* EXTRACT TO READ
So... Now it happened... That what so many people fear hit me now...
My whole area is now officially declared as high risk zone for Covid. Just great. I'm in high risk group too and I can't hide in my flat forever. I have to go out, I have to do my grocery shopping. My strong allergy to antidisinfectants isn't helpful either!
I'm scared to catch it, but I'm way more scared for my friends. If I could save them by sacrificing myself, I wouldn't even hesitate one second.
One of my close friends has caught Covid. He told me today. He has symptoms. I can't even take care of him cause he's too far away. I don't know what to do in worst case. I never felt that helpless. I want to be there for him, to help him, to take care of him, but I can't. He told me not to worry, but how could I not worry?!
He means a lot to me, I like him so much. Since I know he's sick, I'm crying. He doesn't know and since he doesn't read my blog he'll never know.

* BRIEF A
Answer these questions using the blog post about Covid, one answer per line:
(i) What has the writer's whole area been officially declared?
(ii) Who has caught Covid?
(iii) Why will that person never know the writer is crying?
* BRIEF B
Write a continuation of the blog post about Covid, picking up after its last sentence.
You will not need the dataset entries for anything here.

Dataset entries
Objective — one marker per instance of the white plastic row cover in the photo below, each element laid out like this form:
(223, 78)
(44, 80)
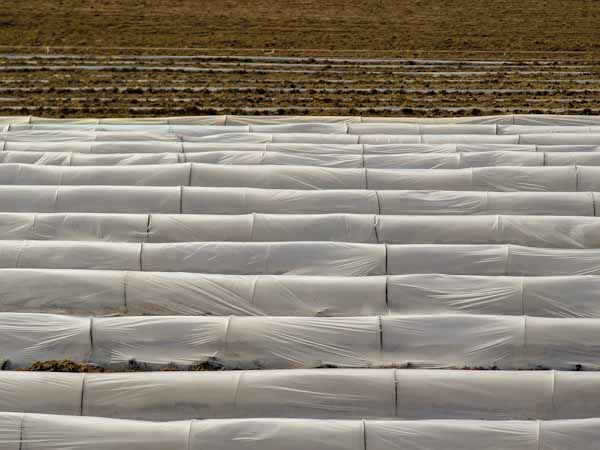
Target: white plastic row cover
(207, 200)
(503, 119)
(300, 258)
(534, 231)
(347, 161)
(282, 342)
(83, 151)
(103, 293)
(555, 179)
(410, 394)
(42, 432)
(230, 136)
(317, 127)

* * *

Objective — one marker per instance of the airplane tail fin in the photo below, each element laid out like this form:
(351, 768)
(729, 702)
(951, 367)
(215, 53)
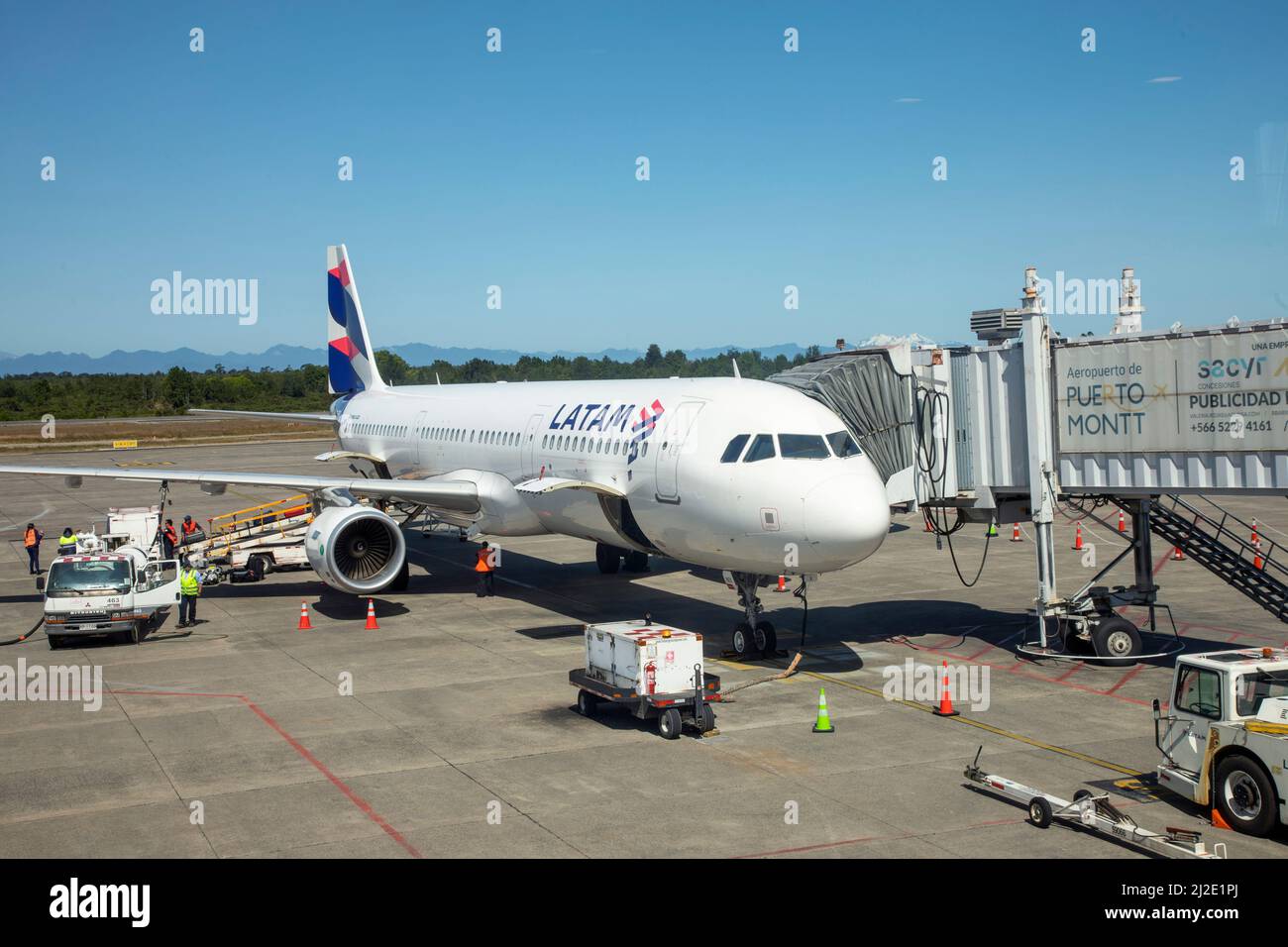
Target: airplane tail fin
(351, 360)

==

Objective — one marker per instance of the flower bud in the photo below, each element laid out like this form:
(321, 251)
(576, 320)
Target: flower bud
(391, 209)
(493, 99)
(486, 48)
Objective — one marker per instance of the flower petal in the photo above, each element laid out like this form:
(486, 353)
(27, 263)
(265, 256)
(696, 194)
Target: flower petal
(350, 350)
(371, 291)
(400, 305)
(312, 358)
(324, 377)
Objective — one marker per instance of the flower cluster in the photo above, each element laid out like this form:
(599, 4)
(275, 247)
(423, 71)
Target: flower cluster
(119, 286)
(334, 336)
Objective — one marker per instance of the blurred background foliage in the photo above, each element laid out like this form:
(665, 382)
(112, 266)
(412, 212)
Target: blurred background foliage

* ANSWER A
(i) A high risk zone for Covid.
(ii) One of the writer's close friends.
(iii) He doesn't read the writer's blog.

* ANSWER B
I'm worried sick for him. If it gets worse... I want to do something. I want to get over to his place, even if it means driving for 15 hours and crossing 2 borders, I don't fucking care!
All I can do is praying for his health and that destroys me.
All I want is the people I care about to be safe. I don't know what to do. What can I do? I'm trapped between worry and hope, I'm so far from calm again.
I wish I could do something to make sure he gets better, to make sure, all people I care about are safe.
Nothing feels worse than being helpless. Not being able to help, not being able to care...
When he told me, he has it with symptoms I felt my heart break. He's such a close friend, I don't want to lose him!
I lost enough this year, could destiny please leave me my friends?
I wish I could just shrug it off and behave as if nothing happened, but I just can't.
And yet... I have to. I have to be cheerful and fun and full of hope and be like always, so he won't worry about me. I have to be strong for him, even if it destroys me. Even if I cry and scream and curse and feel my heart breaking, I'll have to be the funny girl he knows. To distract him. To make it easy for him, so he can focus on getting healthy again without woories for me. I have no idea how to handle it, I can only try.
Put on the smiling mask and never let him know how badly it truly hit me.
I call him my queen cause he is exactly this for me. My dearest queen, one of my closest friends. One of the few people who I'm never shy around.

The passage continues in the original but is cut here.